Schriftlicher Auftrag a:
Kopiere aus der Krimikritik den Abschnitt von „Kritik der Woche: Jan“ bis einschließlich „zu tun haben.“ Zeichen für Zeichen.

---------- Auszug aus Dokument

Kritik der Woche: Jan P. Koopmann über Fischtown-Krimis
: Ein Ort der Niedertracht

Bremerhaven mordet aus Frust über das verpatzte Leben, aus Enttäuschung über die Liebe – und manchmal auch als allgemeine Rache für eigentlich nichts Konkretes. Angelika Grieses Krimisammlung „Wer mordet schon in Bremerhaven?“ lässt frus­trierte Hausfrauen aufbegehren und auf Ehemänner, Schulzeit-Rivalinnen und Schwiegermütter losgehen. Meistens wird ertränkt. In der Nordsee, weil wir es hier schließlich mit einem Regionalkrimi zu tun haben.

--------------------
---------- Daten zur Aufgabe

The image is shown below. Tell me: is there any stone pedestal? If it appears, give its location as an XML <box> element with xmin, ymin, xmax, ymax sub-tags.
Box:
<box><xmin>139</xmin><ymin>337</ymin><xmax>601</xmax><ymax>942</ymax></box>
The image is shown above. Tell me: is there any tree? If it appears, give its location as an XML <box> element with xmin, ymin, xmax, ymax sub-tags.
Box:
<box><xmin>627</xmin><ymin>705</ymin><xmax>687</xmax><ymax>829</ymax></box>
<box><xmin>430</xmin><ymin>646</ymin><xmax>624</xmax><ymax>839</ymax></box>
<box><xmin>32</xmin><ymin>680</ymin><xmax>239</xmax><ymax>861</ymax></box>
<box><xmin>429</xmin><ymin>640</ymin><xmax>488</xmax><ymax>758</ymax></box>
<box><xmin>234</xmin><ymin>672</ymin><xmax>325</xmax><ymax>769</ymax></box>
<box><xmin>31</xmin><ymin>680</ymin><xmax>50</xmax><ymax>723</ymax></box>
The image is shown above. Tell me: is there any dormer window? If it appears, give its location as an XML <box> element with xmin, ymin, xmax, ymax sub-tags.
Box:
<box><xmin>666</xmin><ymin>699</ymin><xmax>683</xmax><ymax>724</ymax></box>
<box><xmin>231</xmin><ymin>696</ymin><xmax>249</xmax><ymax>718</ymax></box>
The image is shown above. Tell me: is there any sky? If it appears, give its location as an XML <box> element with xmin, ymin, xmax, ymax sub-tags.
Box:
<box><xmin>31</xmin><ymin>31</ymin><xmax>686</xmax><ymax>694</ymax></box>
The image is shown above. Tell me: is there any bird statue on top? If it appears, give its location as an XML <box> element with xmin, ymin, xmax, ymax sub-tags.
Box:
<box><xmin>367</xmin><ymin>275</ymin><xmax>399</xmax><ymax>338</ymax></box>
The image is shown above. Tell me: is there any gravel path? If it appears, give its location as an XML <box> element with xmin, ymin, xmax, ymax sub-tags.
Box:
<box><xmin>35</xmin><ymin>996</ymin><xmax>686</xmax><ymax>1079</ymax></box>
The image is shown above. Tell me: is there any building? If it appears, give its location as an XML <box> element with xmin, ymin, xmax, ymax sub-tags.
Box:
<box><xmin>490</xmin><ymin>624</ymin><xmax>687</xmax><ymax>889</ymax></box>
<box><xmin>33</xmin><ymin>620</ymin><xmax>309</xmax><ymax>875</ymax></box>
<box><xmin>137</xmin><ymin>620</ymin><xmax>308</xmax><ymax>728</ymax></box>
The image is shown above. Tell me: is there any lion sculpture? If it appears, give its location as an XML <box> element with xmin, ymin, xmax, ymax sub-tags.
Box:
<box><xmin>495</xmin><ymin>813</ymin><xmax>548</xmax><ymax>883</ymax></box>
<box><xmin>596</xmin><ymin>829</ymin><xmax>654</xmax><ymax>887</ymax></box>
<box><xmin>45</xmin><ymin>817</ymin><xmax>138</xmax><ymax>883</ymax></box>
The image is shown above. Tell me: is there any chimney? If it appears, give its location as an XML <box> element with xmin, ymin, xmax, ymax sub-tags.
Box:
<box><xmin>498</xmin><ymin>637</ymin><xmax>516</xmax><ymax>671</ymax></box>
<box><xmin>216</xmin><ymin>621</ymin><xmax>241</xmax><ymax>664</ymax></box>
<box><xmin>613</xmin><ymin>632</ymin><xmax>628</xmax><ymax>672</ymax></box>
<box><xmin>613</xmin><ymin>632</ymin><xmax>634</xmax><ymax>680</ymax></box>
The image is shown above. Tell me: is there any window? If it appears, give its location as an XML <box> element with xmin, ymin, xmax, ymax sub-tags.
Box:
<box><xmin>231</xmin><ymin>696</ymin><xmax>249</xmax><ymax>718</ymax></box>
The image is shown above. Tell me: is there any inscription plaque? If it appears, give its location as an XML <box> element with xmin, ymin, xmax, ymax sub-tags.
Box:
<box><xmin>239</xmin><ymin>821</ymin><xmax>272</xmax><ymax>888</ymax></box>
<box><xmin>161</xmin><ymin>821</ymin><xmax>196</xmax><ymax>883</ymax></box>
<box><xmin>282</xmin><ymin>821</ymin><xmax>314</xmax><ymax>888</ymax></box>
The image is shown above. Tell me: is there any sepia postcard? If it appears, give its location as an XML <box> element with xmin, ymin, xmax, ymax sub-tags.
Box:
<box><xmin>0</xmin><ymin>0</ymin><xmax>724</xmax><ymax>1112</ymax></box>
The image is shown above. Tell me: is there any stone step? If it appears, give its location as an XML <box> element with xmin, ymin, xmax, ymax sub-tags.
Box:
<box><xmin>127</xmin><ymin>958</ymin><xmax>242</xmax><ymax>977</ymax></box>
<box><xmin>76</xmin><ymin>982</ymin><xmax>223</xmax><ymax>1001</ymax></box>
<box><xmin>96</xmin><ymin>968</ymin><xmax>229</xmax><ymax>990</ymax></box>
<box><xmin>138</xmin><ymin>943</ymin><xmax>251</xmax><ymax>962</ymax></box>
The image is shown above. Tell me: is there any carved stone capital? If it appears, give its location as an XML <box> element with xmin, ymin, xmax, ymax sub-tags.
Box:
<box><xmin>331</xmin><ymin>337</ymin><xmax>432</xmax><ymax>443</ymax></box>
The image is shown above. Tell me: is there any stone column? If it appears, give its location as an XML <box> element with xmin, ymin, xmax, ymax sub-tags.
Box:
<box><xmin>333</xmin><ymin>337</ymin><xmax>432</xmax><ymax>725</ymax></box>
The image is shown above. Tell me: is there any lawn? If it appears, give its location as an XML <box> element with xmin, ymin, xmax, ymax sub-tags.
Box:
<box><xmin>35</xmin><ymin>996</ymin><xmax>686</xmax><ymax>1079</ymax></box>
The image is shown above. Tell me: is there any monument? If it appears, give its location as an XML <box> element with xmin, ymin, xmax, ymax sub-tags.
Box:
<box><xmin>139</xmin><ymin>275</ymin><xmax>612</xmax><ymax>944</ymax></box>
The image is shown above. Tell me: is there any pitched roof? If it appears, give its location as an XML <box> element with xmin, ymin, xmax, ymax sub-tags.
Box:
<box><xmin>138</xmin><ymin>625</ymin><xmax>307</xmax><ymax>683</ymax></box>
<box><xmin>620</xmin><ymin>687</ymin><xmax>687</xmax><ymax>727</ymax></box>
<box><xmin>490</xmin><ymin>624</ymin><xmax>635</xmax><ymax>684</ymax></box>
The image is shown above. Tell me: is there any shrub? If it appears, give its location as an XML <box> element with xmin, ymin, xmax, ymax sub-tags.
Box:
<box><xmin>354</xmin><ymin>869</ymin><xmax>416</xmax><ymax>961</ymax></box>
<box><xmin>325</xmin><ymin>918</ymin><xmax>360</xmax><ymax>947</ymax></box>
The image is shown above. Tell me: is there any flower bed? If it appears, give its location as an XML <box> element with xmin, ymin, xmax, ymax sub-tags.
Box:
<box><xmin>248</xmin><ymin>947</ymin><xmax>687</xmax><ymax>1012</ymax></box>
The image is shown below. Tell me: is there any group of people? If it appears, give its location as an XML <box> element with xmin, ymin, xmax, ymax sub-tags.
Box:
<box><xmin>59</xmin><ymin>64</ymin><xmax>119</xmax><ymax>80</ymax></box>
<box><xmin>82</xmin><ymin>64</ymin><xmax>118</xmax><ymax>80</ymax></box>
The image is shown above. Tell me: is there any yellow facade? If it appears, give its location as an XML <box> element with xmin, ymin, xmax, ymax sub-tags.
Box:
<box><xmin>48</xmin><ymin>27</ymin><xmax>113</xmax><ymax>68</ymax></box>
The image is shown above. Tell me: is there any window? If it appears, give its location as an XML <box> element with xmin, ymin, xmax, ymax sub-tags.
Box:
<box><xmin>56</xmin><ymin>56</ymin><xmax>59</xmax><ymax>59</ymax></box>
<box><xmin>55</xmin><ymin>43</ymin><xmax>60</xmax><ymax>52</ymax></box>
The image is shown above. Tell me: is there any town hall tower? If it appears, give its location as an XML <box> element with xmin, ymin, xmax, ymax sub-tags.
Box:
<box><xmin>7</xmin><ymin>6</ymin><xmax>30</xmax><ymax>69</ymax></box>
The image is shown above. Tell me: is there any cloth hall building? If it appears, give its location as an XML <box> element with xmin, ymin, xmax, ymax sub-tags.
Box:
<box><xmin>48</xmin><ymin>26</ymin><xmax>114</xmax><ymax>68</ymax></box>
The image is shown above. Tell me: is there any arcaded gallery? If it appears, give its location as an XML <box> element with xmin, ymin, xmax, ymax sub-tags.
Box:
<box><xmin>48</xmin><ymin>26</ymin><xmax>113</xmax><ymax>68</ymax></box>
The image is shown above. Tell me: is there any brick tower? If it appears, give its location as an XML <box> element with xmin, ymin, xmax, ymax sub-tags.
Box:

--------------------

Schriftlicher Auftrag b:
Entnimm den Datensätzen jede Zeile, in der die Zeichenfolge „building“ vorkommt, und gib sie unverändert wieder.

Ergebnis der Aufgabe a:
Kritik der Woche: Jan P. Koopmann über Fischtown-Krimis
: Ein Ort der Niedertracht

Bremerhaven mordet aus Frust über das verpatzte Leben, aus Enttäuschung über die Liebe – und manchmal auch als allgemeine Rache für eigentlich nichts Konkretes. Angelika Grieses Krimisammlung „Wer mordet schon in Bremerhaven?“ lässt frus­trierte Hausfrauen aufbegehren und auf Ehemänner, Schulzeit-Rivalinnen und Schwiegermütter losgehen. Meistens wird ertränkt. In der Nordsee, weil wir es hier schließlich mit einem Regionalkrimi zu tun haben.

Ergebnis der Aufgabe b:
The image is shown above. Tell me: is there any building? If it appears, give its location as an XML <box> element with xmin, ymin, xmax, ymax sub-tags.
The image is shown above. Tell me: is there any cloth hall building? If it appears, give its location as an XML <box> element with xmin, ymin, xmax, ymax sub-tags.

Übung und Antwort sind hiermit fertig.